Selected text =
KGB: Three Women
November 30, 2012 § 1 Comment
We went the KGB bar the other night to hear three poets: Fanny Howe, Ana Božičević and Star Black. The small, very dark, old -fashioned barroom, up a flight of stairs, is red and black with Communist posters, pictures and flags of the hammer & sickle on the wall. There are wooden tables and you get your own drinks. After we’d been sitting in the dark awhile—the reading started late—a young man who looked one of the actors on Entourage sat down to talk to us about the bar. “I guess there are still a lot of Communists,” he said.
“The name is meant to be ironic,” I replied. “It was opened in the ‘90’s, after the wall came down.”
“Really? Well, yeah, but maybe not. Maybe there are still some serious ones and this is their place.”
What can you say to that? That idealistic American Communists would not open a bar and call it KGB? It’s strange to be the old ones, to whom this history isn’t history. I find myself feeling possessive—the 2nd half of the 20th century is mine, mine and my peers and our parents: if you want to know it, you have to pay very close attention; I won’t say anything twice. And I didn’t. I leaned back and let Charles talk to him.
Fanny Howe didn’t make it, sadly; her place was taken by Leopoldine Core, a poet who appears to be in her 20’s. She was suggested by Ana, and it’s easy to see why. They both hail from the left side of reality (which doesn’t make them Communists). Her poems are funny, sexy, digressive, alluring; she pulls you into her mind so fast, you have no chance to decide whether you want to be there are not. She sounds like the weird girl in the class talking to herself, the kind that in 1970 would have been fragile, no matter how smart, but in this era is self-possessed and unafraid.
Lots of sexual rumination and ruminating rumination, just chewing on those words, having fun; I, I, I, more little curls and nips of sex, wandering thoughts let wander, then closed with a buttonhook. It’s a bravura performance of how consciousness moves and her consciousness is of course like no other. Nobody’s is, but it’s very hard to capture that depth of difference. Listening, you remember the privilege the best writing gives: that glimpse into another mind, that shiver as your own mind bends down to taste.

Given records =

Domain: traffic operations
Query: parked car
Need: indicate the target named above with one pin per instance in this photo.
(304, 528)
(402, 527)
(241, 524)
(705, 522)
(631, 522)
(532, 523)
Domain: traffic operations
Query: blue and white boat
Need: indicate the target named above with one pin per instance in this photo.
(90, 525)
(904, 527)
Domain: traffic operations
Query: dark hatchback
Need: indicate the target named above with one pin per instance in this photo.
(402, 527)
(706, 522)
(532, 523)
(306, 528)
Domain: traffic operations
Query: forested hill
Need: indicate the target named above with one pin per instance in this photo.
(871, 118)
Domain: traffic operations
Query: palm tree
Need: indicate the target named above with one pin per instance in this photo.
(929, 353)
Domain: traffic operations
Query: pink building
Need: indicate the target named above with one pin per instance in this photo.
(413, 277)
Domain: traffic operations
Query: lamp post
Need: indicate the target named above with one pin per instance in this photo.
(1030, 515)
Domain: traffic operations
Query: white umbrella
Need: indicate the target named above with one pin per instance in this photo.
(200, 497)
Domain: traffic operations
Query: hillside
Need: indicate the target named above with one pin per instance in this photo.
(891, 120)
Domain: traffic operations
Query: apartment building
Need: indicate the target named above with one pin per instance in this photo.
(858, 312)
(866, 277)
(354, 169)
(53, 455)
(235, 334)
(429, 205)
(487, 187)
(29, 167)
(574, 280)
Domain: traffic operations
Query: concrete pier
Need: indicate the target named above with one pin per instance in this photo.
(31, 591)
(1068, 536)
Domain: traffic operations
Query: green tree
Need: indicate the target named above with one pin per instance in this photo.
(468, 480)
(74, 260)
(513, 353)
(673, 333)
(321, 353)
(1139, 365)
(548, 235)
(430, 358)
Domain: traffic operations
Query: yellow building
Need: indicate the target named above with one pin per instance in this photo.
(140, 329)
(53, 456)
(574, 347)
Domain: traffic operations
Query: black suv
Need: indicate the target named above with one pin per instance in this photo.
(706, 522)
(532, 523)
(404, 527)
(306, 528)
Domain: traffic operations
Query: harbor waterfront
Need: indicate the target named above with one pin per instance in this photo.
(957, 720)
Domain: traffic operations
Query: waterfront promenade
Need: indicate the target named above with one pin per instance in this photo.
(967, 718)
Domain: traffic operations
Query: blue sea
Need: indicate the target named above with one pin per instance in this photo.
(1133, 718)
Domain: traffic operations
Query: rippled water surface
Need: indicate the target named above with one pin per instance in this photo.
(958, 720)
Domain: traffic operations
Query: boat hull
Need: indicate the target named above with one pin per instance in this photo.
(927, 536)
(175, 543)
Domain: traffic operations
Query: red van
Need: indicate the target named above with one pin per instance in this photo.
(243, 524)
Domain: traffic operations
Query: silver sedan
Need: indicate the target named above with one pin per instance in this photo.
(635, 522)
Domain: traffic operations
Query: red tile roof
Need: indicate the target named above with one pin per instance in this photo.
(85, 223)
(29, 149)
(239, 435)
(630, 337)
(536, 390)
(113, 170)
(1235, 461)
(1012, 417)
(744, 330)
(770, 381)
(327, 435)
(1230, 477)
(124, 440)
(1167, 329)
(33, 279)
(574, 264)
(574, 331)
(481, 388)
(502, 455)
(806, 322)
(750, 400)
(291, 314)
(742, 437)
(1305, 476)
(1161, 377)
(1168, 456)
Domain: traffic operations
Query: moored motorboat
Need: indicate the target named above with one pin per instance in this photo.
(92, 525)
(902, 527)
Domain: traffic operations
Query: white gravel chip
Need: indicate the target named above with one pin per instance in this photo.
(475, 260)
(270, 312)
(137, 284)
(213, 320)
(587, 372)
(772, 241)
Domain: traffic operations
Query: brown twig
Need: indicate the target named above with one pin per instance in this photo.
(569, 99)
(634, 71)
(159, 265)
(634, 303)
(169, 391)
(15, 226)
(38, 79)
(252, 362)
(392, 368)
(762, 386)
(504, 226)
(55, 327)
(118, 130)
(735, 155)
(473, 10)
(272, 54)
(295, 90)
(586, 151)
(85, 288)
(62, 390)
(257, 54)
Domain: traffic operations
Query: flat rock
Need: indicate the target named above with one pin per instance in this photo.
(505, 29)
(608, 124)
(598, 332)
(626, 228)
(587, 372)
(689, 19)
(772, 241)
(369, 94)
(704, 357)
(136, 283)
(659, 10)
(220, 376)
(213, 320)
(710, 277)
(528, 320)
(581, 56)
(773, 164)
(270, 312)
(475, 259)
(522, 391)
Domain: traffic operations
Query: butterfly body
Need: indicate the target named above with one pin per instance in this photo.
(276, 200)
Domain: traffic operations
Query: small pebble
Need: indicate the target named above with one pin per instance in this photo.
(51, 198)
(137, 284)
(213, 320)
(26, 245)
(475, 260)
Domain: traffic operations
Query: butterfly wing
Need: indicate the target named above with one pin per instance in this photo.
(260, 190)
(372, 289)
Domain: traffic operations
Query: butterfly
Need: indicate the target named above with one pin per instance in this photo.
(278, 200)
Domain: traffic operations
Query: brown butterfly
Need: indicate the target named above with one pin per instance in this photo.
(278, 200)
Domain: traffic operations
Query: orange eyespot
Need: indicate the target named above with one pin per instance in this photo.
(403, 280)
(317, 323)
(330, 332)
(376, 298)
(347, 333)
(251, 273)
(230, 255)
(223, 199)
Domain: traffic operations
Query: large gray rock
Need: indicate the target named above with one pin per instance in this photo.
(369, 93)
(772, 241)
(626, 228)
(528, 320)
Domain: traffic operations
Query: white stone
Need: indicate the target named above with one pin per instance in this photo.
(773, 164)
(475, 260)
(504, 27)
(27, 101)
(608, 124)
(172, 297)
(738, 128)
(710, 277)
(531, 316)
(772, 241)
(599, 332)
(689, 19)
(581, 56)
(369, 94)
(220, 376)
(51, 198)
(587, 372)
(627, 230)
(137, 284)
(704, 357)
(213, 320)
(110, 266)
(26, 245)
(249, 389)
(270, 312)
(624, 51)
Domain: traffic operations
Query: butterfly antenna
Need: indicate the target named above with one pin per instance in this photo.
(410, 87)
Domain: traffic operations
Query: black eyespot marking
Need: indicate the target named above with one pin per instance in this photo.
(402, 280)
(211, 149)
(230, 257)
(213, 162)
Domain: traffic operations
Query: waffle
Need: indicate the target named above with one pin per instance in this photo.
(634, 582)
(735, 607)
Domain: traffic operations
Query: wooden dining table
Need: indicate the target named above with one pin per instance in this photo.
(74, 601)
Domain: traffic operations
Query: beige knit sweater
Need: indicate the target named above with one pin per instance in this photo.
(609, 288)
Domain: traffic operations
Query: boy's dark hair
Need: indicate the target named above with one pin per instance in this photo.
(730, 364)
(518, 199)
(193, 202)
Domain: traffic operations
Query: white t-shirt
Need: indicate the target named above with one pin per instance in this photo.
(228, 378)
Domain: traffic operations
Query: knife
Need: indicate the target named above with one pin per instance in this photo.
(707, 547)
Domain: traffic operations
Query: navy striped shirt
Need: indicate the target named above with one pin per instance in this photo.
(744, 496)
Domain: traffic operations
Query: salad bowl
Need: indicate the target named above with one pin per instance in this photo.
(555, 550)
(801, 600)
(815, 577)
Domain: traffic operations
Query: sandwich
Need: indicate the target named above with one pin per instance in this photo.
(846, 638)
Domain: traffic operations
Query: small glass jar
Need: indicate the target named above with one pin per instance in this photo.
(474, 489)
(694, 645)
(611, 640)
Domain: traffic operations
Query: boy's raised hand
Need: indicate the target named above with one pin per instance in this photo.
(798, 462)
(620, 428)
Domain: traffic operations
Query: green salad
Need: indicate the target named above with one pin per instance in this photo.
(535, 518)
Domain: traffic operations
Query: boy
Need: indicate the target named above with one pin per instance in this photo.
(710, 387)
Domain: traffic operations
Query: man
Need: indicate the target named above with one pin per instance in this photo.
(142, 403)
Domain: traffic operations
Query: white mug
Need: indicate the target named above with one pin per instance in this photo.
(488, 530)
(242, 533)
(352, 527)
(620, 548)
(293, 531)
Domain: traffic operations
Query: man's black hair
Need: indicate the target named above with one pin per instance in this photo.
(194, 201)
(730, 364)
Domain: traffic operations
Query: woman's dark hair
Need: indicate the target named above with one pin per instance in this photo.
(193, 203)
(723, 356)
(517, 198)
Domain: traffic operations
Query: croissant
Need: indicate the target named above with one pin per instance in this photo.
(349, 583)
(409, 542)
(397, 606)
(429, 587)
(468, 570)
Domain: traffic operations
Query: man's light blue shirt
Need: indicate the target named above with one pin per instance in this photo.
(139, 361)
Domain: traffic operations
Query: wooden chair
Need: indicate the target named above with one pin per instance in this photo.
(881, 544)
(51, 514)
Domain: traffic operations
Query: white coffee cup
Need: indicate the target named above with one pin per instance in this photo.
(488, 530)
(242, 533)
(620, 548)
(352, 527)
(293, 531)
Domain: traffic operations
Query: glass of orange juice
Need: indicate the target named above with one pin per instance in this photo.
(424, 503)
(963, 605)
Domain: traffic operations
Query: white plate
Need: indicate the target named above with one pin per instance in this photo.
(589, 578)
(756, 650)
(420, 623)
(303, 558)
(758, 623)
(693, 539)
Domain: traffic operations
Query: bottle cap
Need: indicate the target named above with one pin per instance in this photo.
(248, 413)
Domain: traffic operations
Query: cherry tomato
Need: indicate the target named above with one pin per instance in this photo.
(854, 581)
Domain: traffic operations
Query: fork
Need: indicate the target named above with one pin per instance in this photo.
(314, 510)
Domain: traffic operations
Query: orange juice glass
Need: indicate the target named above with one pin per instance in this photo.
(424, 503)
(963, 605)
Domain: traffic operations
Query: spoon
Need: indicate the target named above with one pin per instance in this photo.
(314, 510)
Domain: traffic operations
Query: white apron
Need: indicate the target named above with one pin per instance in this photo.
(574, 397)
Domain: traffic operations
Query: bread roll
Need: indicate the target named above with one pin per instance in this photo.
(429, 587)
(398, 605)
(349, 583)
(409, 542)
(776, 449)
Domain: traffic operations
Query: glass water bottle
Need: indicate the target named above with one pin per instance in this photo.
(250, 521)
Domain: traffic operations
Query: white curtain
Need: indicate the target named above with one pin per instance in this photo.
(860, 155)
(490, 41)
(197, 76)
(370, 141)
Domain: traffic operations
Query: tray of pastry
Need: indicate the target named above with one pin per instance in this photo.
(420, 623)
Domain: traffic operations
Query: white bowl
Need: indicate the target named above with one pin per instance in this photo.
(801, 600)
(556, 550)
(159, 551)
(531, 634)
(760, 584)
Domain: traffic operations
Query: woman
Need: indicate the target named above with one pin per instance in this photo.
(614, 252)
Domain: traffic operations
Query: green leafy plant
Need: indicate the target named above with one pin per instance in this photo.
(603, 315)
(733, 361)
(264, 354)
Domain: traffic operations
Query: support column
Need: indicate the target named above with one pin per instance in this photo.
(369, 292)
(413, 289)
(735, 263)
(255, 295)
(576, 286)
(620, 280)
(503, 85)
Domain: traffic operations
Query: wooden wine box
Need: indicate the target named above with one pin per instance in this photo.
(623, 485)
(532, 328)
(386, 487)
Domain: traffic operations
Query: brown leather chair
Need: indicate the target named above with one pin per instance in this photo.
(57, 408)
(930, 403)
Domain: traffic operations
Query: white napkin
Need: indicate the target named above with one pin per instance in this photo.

Exercise requirements =
#1 Based on the post about the reading at the KGB bar, does each statement agree with it? Answer yes or no for each and quote the deciding words. (a) The barroom is up a flight of stairs. (b) Fanny Howe read at the event. (c) Star Black suggested Leopoldine Core as the replacement reader.
#2 Pull out each line of the listing that contains the word "chair".

Solutions to the exercise =
#1
(a) Yes: "up a flight of stairs"
(b) No: "Fanny Howe didn’t make it, sadly"
(c) No: "She was suggested by Ana"

#2
Query: wooden chair
Query: brown leather chair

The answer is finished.